Consignes:
(a) Relevez dans l'article sur Cyril Hanouna toutes les personnes désignées à la fois par leur prénom et leur nom de famille.
(b) Répondez brièvement à ces questions sur l'article sur Cyril Hanouna.
(i) Sur quelle chaîne Éric Zemmour était-il reçu ?
(ii) Dans quelle revue Hubert Védrine a-t-il salué la mémoire de Gérard de Villiers ?
(iii) Quels invités TPMP a-t-elle été l'une des premières émissions à faire s'exprimer à heure de grande écoute ?
(c) Poursuivez l'article sur Cyril Hanouna à partir de sa dernière phrase.

Extrait fourni:
____________________
Dans la vie d’un journaliste, tout arrive. Même d’écrire du bien de Cyril Hanouna ; c’est dire les affres de la profession. Ce jeudi 16 décembre, ce dernier recevait Éric Zemmour sur C8, dans son émission « Face à Baba ». Autant dire qu’on traîne des pieds pour se vautrer dans le canapé, la soirée s’annonçant longue, commençant à 21 heures pour s’achever à plus de minuit.

En ce genre de circonstances, toujours se rappeler les mots d’Hubert Védrine dans la Revue des deux mondes, millésime juillet-août 2014, saluant en ces termes la mémoire de l’ancien journaliste devenu écrivain, Gérard de Villiers, le père de SAS : « Il voulait toujours comprendre sans jamais chercher à juger, à l’inverse de tant de ses confrères. » Allons-y donc pour Cyril Hanouna, alias « Baba ».

De lui, on se souvient des débuts de son émission, « Touche pas à mon poste ! », Himalaya de vulgarité avec lancer de nouilles dans le slip des invités. Pauvre France, comme aurait dit l’irremplaçable Jean Cau, dans sa pièce éponyme. Puis, on se ravise. Après tout, Joseph Pujol, dit le Pétomane, ne fut-il pas l’artiste le mieux payé de France, de 1890 à 1894, allant jusqu’à toucher le double des cachets de Sarah Bernhardt, qui n’était pourtant pas connue pour jouer au chapeau ?

Et puis, les gens ont le droit de changer et le Cyril Hanouna d’aujourd’hui n’est peut-être plus tout à fait celui d’hier. D’entrée de jeu, on voit qu’il n’est pas issu d’une école de journalisme ; ce qui est plutôt un bon point.

La preuve en est que notre amuseur est courtois d’entrée ; ce qui était naguère la règle, mais depuis devenu exception télévisuelle. Mieux : devant le débat qui s’annonce, bien malin qui pourrait dire s’il est zemmouro-compatible ou anti-zemmourien à front de veau. Soit tout l’art, pour un commentateur politique, de bien faire son boulot, contrairement au Gilles de TF1

Au crédit de « Baba », reconnaissons-lui, de plus, un indéniable flair. En effet, la France d’en bas, il la comprend tôt ; par instinct ou calcul, peu importe. D’où un TPMP qui est l’une des premières émissions à inviter les gilets jaunes à s’exprimer à heure de grande écoute, tout en ouvrant son plateau aux militants identitaires et à des lepénistes tels que Jean Messiha, même si désormais passé du côté obscur de la force zemmourienne.
____________________
Données fournies:
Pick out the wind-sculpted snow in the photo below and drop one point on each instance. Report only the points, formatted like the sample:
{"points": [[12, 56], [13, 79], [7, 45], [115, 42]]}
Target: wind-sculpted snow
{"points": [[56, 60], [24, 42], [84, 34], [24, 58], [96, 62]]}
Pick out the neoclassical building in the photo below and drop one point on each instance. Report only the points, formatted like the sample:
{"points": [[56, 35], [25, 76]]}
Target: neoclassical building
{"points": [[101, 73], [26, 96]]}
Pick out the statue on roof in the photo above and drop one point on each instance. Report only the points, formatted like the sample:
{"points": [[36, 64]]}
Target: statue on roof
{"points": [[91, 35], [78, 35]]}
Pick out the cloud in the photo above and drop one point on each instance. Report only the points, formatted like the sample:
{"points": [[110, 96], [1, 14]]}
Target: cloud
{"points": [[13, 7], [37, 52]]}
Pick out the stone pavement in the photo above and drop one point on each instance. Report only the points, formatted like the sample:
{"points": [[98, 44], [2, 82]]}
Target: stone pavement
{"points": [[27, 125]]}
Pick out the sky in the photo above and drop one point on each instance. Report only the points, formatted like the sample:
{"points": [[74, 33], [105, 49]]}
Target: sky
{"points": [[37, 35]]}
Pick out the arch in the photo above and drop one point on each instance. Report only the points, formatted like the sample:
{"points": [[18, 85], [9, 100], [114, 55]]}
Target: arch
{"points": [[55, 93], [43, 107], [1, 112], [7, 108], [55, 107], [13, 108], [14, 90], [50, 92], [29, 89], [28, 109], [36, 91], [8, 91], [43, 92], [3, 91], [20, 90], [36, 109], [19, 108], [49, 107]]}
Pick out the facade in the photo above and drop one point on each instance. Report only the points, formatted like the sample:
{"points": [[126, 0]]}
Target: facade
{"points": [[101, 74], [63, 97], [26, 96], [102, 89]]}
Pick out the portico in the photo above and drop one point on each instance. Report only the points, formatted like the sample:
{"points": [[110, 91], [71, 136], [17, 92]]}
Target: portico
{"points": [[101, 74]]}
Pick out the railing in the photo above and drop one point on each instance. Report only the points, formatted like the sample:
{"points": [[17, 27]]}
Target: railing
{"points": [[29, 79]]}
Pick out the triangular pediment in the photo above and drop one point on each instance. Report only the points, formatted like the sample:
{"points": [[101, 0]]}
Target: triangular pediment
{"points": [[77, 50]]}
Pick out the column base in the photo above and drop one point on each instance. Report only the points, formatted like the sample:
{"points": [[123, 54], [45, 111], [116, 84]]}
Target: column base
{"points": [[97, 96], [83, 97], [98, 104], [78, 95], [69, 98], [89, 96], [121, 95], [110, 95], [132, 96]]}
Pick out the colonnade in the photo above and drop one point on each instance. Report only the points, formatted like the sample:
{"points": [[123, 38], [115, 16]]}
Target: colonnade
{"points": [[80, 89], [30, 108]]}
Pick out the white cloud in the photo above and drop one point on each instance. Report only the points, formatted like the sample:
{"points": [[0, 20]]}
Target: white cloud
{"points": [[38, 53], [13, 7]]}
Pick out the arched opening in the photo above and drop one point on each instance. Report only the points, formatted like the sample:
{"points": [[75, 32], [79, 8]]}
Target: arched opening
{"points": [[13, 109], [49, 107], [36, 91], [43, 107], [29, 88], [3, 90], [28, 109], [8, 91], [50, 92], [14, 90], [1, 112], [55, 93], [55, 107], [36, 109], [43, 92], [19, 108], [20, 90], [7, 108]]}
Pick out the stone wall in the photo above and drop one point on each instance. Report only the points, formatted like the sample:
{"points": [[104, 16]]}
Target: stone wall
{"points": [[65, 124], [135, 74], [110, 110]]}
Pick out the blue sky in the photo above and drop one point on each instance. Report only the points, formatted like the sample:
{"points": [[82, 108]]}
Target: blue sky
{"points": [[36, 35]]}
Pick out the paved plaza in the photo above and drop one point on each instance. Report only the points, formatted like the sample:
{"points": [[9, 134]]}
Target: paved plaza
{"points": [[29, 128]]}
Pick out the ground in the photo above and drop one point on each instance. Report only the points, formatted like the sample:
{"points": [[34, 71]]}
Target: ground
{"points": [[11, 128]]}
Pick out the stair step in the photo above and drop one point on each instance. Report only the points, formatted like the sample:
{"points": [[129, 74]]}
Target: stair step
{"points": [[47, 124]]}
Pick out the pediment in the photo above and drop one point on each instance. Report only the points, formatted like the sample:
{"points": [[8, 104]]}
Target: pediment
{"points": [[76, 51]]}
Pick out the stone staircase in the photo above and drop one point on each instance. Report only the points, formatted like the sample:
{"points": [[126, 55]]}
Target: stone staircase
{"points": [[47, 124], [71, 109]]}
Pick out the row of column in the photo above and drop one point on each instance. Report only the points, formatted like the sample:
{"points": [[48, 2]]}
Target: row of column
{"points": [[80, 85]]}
____________________
Réponses:
(a) Cyril Hanouna, Éric Zemmour, Hubert Védrine, Gérard de Villiers, Jean Cau, Joseph Pujol, Sarah Bernhardt, Jean Messiha

(b)
(i) Sur C8.
(ii) Dans la Revue des deux mondes.
(iii) Les gilets jaunes.

(c)
Certes, la contradiction n’y était pas toujours des plus élégantes, tel qu’en témoigne celle du rappeur Booba. Mais au moins Cyril Hanouna « faisait-il le job », comme disent les crétins. Ce qui s’est d’ailleurs vérifié tout au long de cette interminable soirée, notre homme parvenant même à calmer l’antispéciste Aymeric Caron et Élisabeth Moreno, ministre délégué auprès du Premier ministre chargé de l’Égalité entre les femmes et les hommes, de la Diversité et de l’Égalité des chances. Pour le premier, les scolopendres sont des êtres humains comme les autres ; une façon comme une autre de voir la vie. Quant à la seconde, sachant l’étendue de ses fonctions ministérielles, au moins doit-elle faire vivre les imprimeurs, obligés de lui sortir des cartes de visite au format XXXL.

Quand l’exercice touche enfin à sa fin, deux réflexions s’imposent.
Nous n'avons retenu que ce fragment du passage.